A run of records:
○ ○ ○ ○

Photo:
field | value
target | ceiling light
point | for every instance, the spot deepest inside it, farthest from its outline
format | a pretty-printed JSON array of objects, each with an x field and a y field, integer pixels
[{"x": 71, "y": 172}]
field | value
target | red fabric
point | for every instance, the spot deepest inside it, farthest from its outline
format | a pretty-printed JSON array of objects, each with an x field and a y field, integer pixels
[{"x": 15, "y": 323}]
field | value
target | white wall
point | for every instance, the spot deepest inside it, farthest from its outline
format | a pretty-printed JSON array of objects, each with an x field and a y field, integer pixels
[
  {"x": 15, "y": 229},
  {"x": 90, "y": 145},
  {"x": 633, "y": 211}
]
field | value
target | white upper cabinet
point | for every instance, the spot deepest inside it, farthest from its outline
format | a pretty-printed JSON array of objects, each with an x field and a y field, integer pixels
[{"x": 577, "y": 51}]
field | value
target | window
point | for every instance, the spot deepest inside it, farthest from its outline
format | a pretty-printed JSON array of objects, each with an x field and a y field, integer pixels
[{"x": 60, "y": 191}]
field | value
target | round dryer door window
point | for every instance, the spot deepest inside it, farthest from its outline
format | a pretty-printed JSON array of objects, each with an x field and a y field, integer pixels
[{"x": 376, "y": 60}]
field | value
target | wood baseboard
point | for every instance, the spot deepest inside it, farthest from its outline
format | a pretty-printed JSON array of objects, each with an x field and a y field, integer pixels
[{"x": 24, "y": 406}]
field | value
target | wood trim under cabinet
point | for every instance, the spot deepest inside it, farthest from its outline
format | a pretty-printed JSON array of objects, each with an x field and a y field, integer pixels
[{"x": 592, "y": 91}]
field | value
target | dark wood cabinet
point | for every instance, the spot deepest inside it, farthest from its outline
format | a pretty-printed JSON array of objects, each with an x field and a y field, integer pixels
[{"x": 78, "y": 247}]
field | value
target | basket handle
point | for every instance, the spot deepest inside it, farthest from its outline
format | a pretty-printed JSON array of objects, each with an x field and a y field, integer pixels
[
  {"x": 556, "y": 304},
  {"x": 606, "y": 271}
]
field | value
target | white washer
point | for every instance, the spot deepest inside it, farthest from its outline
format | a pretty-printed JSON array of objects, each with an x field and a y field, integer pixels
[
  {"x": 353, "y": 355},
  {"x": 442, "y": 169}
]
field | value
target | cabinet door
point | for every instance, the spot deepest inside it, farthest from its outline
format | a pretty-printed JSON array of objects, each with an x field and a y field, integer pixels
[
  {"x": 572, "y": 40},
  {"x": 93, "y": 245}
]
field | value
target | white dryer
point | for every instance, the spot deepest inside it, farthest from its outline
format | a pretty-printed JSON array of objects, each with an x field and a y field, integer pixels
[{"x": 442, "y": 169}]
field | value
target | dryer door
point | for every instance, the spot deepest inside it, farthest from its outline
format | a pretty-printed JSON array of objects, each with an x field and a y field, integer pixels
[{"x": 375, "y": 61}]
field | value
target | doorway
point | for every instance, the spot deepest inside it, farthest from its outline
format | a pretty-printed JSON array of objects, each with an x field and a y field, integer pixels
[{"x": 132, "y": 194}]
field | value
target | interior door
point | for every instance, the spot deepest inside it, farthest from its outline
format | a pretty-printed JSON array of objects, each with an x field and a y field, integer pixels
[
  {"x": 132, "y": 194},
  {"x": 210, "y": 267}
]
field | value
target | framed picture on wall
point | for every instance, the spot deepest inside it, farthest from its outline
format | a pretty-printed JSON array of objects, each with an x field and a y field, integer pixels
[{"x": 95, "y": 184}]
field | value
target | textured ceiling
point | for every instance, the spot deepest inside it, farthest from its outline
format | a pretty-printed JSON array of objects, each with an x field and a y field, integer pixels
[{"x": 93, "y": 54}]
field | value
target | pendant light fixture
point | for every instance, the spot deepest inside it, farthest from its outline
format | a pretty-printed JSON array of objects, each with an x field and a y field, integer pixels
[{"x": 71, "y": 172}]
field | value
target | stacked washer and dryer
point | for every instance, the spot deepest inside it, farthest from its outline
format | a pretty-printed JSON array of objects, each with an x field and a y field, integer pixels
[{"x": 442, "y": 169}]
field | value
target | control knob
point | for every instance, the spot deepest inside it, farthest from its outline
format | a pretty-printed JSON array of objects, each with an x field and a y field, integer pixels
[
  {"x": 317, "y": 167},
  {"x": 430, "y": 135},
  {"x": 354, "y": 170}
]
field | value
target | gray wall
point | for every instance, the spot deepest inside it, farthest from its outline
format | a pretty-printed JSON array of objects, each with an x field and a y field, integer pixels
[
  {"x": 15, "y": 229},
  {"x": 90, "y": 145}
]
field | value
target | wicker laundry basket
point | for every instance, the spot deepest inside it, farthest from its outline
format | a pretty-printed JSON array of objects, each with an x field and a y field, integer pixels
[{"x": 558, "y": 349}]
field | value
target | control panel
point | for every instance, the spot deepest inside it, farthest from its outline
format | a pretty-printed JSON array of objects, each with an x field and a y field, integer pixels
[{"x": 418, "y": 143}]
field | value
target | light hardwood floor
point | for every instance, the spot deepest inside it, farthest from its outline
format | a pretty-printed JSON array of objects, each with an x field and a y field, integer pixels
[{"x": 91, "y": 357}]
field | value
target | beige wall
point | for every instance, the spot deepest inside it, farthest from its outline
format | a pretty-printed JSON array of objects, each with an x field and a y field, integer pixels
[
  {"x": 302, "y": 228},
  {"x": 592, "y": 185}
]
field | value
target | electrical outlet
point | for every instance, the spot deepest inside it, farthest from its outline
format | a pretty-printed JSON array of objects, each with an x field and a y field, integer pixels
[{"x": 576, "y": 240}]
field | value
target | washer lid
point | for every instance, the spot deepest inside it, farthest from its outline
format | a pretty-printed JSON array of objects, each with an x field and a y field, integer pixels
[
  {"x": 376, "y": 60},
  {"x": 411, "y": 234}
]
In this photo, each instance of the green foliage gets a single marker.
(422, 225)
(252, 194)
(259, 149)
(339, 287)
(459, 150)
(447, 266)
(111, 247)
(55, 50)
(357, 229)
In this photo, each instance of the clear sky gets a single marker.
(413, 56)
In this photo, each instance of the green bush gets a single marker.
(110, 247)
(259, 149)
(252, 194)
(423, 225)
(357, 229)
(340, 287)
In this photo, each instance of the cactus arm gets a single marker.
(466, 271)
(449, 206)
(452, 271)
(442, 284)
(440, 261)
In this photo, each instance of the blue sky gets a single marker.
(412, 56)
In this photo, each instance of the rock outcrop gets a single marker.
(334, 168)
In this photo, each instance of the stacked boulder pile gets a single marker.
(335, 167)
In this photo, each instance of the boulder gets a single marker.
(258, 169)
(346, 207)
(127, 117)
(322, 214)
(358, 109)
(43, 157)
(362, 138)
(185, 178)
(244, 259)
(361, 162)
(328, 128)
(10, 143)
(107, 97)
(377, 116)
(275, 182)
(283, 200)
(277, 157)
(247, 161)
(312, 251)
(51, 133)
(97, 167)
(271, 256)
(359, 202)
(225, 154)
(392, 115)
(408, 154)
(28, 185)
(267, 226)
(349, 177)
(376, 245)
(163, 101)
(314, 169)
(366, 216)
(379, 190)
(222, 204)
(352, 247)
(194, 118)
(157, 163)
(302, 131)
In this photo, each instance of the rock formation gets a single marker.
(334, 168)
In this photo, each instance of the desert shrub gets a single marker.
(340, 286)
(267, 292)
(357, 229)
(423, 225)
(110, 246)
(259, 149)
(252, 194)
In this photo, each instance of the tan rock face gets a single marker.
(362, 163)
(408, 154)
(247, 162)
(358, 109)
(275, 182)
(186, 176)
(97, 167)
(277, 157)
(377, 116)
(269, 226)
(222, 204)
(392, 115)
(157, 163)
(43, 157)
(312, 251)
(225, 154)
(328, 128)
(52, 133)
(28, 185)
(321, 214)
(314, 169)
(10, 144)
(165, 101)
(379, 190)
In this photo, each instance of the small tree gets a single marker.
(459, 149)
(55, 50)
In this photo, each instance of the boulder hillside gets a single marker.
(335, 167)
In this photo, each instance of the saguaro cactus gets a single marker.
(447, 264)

○ ○ ○ ○

Exercise directions: Give back exactly the lines beginning at the one with "In this photo, each instance of the tan" and ending at the final line of the material; both boundary lines belong in it.

Output of the exercise:
In this photo, each instance of the tan rock face gets a single marker.
(362, 163)
(408, 154)
(247, 162)
(358, 109)
(275, 182)
(186, 176)
(97, 167)
(277, 157)
(377, 116)
(269, 226)
(222, 204)
(392, 115)
(157, 163)
(43, 157)
(312, 251)
(225, 154)
(328, 128)
(52, 133)
(28, 185)
(321, 214)
(314, 169)
(10, 144)
(165, 101)
(379, 190)
In this photo, each instance of the small tree gets a single marker.
(459, 149)
(55, 50)
In this photo, each instance of the boulder hillside gets a single marker.
(335, 167)
In this photo, each instance of the saguaro cactus gets a single marker.
(447, 264)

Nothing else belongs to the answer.